_SELECTED PASSAGE:_
The moves mark a turnaround for an asset class that ended 2015 with its largest yearly loss since 2008.
The Bloomberg Commodity Index BCOM, -0.45% a broadly diversified commodity-price index, has climbed about 13% year to date. It lost nearly 25% in 2015, marking a fifth-straight yearly decline.
Year to date as of Wednesday, sugar climbed 39.6%, lean logs gained 39.4% and Brent crude advanced 37.3%, according to data from FactSet, tracking the most-active futures contracts. WTI oil added 34.2% and gold trades 26.9% higher. The worst performers include live cattle LCQ6, +0.92% which has lost 16.5% this year.
“Recent times have been challenging for commodities markets and we may have seen most areas reach their bottom level for this cycle,” said Rob Haworth, senior investment strategist at U.S. Bank Wealth Management.
That said, he doesn’t see a reason to be “overly bullish” about the rest of the year for the commodities market.
News last week that the U.K. voted to leave the European Union has made prices particularly volatile in recent days, with oil cutting down gains for the year, as gold added to them.

_DATASET CONTENT:_

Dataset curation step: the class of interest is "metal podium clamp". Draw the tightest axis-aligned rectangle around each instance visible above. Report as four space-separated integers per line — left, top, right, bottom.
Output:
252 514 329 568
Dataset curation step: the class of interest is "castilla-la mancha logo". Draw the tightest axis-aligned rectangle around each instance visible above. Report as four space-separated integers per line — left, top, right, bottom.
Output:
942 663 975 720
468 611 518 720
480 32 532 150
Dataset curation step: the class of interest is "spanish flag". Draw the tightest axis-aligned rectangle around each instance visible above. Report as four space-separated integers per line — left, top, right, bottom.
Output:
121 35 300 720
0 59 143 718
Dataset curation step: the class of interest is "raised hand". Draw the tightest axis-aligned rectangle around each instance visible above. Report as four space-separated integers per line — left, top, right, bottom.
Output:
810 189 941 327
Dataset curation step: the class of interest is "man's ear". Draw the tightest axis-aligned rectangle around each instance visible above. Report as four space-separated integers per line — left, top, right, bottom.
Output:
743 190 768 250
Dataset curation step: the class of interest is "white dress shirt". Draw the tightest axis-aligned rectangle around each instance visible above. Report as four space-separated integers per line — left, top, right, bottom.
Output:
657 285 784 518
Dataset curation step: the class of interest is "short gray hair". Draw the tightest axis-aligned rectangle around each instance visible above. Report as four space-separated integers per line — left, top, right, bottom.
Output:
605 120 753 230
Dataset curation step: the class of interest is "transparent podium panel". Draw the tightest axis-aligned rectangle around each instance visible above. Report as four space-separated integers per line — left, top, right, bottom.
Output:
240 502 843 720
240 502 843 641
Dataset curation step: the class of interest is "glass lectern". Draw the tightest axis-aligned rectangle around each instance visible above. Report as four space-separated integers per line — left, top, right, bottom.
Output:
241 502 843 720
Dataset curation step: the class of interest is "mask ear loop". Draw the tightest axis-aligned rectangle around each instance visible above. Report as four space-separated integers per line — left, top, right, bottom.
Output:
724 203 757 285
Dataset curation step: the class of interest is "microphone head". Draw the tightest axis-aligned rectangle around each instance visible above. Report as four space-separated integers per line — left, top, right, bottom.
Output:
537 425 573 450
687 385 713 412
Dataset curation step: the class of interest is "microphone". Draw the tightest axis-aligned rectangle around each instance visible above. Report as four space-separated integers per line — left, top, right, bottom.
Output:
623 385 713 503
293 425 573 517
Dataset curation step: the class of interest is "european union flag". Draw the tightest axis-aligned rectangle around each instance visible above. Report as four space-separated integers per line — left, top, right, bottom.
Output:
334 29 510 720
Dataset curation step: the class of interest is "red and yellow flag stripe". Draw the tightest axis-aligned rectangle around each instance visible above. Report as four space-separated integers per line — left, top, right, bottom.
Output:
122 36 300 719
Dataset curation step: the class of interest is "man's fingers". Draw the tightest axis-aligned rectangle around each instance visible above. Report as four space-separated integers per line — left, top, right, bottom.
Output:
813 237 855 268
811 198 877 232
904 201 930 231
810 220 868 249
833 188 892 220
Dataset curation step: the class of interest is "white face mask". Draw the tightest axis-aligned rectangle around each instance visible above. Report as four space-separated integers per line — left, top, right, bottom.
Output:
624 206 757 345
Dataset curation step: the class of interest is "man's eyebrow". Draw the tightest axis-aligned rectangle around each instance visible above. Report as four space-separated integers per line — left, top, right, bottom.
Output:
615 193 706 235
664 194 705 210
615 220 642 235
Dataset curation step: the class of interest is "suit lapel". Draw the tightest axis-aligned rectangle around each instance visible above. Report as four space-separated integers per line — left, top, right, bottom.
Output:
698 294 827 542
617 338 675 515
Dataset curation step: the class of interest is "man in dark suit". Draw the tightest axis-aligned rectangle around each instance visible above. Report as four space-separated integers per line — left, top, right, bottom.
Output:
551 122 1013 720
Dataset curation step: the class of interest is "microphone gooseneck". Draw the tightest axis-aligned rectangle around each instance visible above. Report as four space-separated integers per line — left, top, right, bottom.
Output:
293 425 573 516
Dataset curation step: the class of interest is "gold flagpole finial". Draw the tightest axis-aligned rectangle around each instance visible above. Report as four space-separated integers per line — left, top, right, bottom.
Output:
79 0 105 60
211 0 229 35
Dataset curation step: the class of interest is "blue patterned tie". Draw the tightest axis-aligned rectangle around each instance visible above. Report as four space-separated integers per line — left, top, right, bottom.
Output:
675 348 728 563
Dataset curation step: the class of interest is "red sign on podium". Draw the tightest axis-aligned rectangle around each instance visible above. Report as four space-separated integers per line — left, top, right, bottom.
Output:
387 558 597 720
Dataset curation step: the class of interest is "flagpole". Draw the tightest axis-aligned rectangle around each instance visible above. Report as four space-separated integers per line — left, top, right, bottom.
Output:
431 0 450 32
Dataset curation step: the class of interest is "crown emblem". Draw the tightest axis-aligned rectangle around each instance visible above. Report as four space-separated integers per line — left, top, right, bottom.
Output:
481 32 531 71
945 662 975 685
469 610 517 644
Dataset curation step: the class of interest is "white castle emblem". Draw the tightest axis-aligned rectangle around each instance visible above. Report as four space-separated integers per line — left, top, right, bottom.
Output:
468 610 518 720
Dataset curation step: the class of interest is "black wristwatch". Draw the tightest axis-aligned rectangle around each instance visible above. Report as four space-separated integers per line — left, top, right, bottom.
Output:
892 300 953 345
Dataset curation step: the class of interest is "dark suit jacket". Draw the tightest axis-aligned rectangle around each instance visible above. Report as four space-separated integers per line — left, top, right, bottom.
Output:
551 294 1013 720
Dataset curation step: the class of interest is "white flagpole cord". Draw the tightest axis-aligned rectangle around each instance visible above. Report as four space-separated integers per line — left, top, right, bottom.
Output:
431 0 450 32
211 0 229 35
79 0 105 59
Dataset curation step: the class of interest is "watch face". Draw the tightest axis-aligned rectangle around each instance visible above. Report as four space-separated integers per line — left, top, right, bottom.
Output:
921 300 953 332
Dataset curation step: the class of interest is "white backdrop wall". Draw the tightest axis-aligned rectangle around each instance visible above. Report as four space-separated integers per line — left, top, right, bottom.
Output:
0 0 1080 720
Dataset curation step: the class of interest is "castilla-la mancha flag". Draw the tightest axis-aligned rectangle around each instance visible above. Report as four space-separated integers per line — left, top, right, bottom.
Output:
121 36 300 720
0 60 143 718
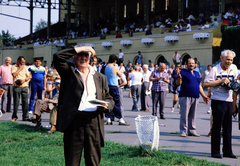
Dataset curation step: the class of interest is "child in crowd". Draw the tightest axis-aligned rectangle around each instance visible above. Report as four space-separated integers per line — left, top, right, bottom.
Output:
45 74 55 99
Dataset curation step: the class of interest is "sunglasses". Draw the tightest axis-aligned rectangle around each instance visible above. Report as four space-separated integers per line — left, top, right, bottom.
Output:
77 52 89 57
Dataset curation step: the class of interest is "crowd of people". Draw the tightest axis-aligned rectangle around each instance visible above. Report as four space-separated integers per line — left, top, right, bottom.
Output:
0 56 60 133
0 45 238 164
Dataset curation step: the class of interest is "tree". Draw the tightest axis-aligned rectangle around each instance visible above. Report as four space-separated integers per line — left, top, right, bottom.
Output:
0 30 16 47
34 19 51 32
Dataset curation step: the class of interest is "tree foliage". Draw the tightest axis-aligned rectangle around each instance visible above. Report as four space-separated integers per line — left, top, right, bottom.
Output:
221 25 240 68
0 30 16 47
34 19 51 32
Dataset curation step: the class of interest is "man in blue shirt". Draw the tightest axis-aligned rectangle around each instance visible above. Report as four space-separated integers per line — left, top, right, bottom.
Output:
176 58 209 137
28 58 47 113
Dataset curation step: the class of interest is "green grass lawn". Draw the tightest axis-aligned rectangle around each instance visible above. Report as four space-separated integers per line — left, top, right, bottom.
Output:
0 121 227 166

_DIRECTIONS:_ In the commodities passage above, what made prices especially volatile in recent days, and how did oil and gold move as a result? Answer in one to three sentences.

_EXPECTED ANSWER:_ News last week that the U.K. voted to leave the European Union made prices particularly volatile. Oil gave back some of its gains for the year, while gold added to its gains.